CONSIGNE — Comptez les lignes ci-dessous qui contiennent la chaîne « petal », en tenant compte de la casse. Donnez uniquement le nombre obtenu.

DONNÉES ENREGISTRÉES —
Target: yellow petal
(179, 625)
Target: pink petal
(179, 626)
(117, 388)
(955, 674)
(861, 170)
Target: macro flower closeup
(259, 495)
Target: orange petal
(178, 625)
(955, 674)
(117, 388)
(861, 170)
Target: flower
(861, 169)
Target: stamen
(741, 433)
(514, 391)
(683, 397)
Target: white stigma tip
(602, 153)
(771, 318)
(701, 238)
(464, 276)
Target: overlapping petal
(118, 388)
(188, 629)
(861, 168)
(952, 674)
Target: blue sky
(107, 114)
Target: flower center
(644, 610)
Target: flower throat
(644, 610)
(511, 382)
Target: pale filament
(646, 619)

...

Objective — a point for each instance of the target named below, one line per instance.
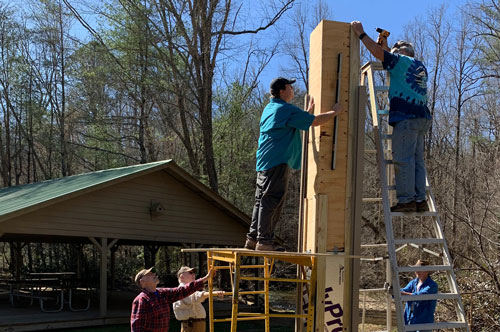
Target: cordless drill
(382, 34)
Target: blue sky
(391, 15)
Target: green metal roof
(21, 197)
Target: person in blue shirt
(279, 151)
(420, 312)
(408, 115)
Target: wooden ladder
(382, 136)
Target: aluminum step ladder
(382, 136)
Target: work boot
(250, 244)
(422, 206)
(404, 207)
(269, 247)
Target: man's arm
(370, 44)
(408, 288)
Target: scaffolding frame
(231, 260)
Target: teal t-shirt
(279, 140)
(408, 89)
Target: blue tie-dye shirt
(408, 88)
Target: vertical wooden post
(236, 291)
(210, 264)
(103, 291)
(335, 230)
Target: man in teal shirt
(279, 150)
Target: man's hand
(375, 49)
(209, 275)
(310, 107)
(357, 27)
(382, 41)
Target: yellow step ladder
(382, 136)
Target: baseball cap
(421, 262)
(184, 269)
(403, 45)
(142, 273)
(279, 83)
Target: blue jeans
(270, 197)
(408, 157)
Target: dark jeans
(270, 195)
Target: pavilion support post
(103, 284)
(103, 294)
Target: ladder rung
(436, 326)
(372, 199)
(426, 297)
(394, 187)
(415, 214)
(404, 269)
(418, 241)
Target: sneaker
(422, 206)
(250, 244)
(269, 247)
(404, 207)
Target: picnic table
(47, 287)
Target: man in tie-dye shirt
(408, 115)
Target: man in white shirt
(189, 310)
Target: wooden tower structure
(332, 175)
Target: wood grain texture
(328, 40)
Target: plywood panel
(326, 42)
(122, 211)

---

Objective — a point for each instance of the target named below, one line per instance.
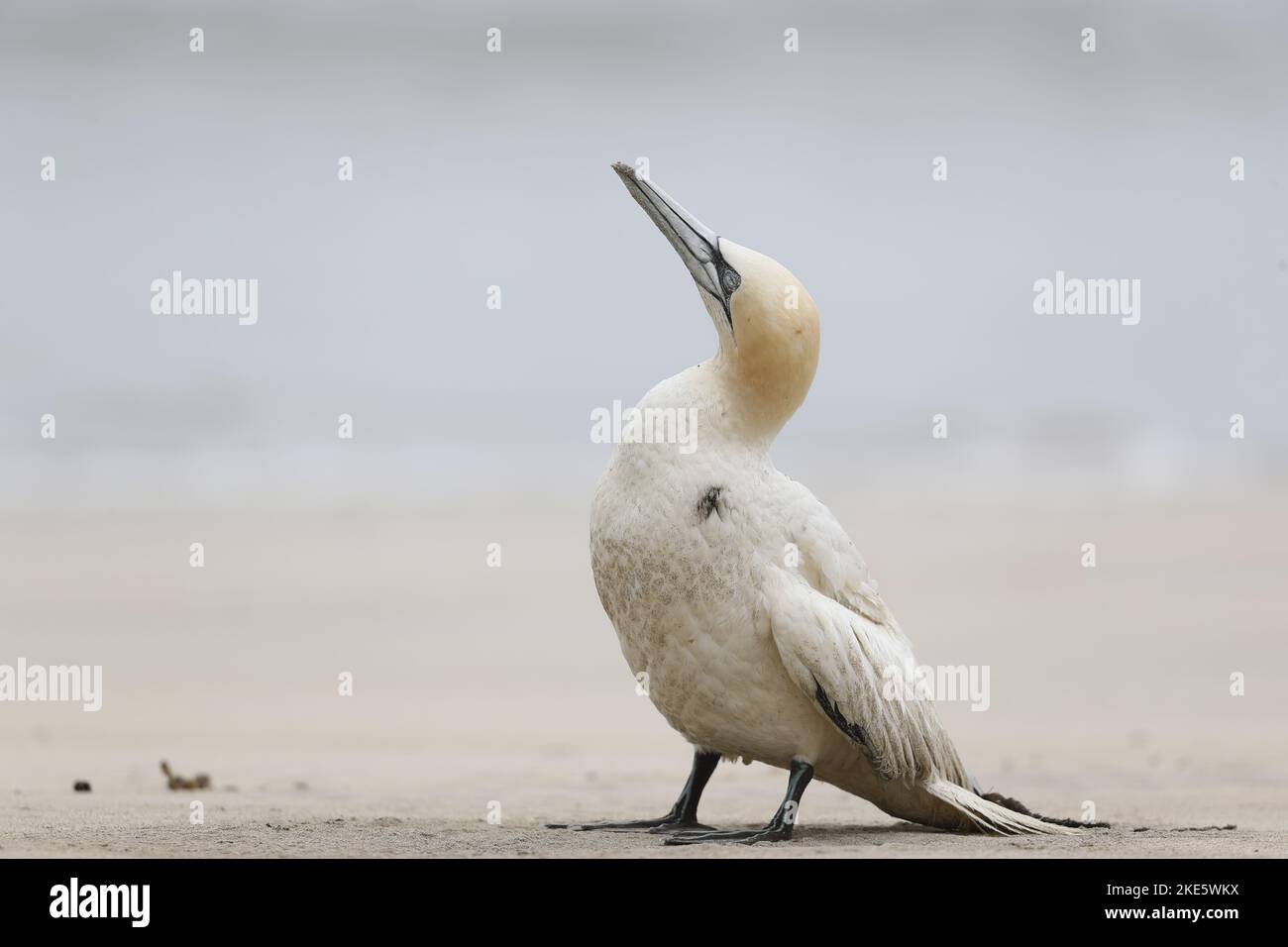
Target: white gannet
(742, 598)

CORRIGÉ — 4